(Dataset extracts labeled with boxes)
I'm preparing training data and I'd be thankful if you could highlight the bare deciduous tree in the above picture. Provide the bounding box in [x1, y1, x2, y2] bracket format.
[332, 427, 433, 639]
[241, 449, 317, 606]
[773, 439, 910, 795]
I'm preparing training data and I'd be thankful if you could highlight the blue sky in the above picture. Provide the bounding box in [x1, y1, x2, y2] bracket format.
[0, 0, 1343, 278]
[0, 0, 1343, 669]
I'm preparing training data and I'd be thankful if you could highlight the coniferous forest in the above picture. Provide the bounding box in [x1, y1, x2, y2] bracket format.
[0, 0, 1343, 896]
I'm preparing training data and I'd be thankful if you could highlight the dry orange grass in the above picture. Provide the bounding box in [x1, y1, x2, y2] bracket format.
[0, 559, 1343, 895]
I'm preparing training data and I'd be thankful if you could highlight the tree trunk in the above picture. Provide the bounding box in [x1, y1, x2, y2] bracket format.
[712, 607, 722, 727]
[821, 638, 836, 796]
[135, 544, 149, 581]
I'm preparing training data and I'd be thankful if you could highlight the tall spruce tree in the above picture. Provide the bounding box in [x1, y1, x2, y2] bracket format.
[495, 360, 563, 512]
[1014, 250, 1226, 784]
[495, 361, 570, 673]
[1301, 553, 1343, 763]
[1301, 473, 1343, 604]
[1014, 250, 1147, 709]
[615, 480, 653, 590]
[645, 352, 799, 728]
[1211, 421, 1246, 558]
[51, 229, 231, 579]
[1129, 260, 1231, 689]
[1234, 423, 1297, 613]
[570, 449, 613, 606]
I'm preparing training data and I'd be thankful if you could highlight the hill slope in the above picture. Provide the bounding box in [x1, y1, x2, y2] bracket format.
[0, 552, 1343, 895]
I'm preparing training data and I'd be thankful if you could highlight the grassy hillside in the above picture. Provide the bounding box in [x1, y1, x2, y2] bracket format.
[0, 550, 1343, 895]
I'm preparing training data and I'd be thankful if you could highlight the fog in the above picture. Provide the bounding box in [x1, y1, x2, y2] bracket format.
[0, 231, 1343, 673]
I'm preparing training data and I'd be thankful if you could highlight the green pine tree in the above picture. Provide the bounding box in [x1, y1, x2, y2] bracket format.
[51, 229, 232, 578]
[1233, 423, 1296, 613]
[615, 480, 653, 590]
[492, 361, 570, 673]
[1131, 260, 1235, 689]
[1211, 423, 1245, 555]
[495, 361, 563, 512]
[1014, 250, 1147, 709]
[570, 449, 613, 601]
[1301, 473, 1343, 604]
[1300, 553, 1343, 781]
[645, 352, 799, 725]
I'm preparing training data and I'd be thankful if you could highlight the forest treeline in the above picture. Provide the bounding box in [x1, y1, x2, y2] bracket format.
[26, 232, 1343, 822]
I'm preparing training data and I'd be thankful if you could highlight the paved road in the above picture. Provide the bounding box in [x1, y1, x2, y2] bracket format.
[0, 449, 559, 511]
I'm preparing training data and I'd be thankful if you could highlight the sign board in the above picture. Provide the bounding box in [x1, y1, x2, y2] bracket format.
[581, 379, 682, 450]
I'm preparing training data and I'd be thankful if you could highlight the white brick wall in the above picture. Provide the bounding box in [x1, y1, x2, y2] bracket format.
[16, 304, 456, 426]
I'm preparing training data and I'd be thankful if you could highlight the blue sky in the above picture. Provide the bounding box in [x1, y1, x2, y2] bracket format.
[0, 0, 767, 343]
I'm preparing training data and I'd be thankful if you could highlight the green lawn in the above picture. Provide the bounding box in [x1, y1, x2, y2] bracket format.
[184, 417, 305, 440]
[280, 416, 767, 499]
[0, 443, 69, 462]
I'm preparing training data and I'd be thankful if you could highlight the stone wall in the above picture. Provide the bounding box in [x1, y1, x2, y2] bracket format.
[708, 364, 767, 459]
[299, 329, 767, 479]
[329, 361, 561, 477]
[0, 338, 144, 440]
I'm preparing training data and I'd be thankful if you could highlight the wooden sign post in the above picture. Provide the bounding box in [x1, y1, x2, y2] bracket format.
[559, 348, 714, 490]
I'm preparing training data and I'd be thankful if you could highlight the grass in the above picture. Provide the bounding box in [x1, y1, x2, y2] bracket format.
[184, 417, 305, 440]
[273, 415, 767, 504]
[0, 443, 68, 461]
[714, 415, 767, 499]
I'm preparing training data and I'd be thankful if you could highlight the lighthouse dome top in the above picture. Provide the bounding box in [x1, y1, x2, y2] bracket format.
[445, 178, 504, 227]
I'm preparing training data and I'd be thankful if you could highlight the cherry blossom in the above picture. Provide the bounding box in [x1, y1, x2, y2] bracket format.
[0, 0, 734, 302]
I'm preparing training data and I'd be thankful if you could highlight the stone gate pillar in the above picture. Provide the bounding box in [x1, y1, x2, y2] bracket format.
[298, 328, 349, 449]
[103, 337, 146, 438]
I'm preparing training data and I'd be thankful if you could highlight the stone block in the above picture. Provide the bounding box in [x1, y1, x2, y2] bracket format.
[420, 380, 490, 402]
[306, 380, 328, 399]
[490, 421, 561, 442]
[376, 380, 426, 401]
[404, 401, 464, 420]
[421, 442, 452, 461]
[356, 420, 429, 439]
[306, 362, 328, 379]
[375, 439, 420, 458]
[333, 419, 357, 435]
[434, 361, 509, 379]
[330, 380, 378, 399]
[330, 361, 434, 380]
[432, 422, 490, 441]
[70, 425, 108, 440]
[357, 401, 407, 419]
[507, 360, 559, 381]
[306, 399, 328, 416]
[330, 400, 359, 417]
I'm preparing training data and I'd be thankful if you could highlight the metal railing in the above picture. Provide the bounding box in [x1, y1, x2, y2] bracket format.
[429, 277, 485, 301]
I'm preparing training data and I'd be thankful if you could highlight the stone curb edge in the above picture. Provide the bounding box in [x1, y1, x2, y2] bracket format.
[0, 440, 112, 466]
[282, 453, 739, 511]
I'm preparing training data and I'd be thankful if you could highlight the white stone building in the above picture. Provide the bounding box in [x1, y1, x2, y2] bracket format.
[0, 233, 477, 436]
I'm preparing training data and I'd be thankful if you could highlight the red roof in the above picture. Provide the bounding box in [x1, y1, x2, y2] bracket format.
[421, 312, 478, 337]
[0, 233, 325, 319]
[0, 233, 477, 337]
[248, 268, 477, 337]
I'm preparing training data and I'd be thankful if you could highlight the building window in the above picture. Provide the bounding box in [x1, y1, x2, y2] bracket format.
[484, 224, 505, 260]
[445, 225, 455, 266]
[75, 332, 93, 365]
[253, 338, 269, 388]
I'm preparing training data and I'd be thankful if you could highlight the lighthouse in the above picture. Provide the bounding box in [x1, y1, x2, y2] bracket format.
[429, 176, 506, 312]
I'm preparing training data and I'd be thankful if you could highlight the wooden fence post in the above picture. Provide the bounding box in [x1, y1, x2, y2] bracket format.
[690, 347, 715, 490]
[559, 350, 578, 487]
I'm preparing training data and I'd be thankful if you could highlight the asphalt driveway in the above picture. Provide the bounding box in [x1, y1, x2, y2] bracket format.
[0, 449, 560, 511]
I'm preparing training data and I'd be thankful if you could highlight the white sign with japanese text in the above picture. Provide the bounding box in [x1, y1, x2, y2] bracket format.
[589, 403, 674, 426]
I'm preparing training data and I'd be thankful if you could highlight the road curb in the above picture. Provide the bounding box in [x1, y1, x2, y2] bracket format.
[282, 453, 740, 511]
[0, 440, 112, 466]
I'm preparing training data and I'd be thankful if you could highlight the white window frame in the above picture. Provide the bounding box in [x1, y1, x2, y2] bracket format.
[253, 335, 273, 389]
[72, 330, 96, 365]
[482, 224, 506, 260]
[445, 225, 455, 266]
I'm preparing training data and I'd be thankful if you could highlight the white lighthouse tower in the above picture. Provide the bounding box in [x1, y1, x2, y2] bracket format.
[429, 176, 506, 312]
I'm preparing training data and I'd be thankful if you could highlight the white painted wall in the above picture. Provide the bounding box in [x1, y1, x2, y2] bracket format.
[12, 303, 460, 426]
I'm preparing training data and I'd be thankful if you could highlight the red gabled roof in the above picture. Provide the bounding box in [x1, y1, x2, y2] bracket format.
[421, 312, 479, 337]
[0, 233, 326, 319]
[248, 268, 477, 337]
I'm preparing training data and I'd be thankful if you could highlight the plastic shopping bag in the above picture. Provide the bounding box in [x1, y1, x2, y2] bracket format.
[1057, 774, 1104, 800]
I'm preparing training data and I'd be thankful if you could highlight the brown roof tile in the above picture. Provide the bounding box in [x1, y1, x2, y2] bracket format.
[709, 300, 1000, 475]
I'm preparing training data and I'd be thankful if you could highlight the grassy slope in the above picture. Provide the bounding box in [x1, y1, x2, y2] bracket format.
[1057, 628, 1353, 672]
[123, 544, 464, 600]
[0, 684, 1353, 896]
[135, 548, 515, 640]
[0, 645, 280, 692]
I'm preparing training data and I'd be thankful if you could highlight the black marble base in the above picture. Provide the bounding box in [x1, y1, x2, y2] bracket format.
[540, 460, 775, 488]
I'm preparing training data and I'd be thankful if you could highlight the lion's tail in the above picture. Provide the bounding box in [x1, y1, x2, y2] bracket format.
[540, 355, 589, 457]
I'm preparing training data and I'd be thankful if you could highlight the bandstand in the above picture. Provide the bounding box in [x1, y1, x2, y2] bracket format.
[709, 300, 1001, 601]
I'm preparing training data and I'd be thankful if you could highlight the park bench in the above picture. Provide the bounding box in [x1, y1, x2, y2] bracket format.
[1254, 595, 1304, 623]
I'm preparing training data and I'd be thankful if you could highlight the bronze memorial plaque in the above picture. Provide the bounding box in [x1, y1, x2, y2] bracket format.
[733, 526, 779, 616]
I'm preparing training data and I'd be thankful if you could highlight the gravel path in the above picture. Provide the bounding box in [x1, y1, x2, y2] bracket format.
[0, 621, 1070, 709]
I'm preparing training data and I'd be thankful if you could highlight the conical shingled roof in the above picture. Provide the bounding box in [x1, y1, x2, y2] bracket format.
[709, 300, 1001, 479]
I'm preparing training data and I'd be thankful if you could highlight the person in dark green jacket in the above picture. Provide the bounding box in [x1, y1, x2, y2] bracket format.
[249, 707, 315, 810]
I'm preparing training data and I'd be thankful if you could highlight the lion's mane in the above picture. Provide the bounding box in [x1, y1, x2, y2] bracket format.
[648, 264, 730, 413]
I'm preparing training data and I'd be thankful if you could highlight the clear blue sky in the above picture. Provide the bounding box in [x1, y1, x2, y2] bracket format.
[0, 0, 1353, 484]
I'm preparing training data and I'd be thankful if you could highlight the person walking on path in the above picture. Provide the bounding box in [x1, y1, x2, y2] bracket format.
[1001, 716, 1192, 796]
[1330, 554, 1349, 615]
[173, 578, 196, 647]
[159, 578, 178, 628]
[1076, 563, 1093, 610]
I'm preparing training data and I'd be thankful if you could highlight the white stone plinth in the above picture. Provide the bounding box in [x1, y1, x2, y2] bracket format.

• DESCRIPTION OF THE TASK:
Substitute "annotation data" for "training data" in the lines between the one holding "highlight the brown" and the one holding "[540, 460, 775, 488]", inclusive, and return only those lines with everything else unchanged.

• ANSWER FOR THE TASK:
I'm preparing annotation data and I'd be thankful if you could highlight the brown roof tile in the above picture. Provide the bounding box in [x1, y1, x2, y2] bracket format.
[709, 300, 1000, 475]
I'm preparing annotation data and I'd be thankful if you could highlight the grassy slope in the above picture. Provide the bounding box in [x1, y1, x2, y2] bracket format.
[1057, 628, 1353, 672]
[123, 544, 464, 600]
[0, 684, 1353, 896]
[135, 548, 515, 640]
[0, 645, 280, 692]
I'm preparing annotation data and I'd be thankful if you could highlight the black marble base in the above picture. Provide the bounding box in [x1, y1, x2, y2] bracket format.
[540, 460, 775, 488]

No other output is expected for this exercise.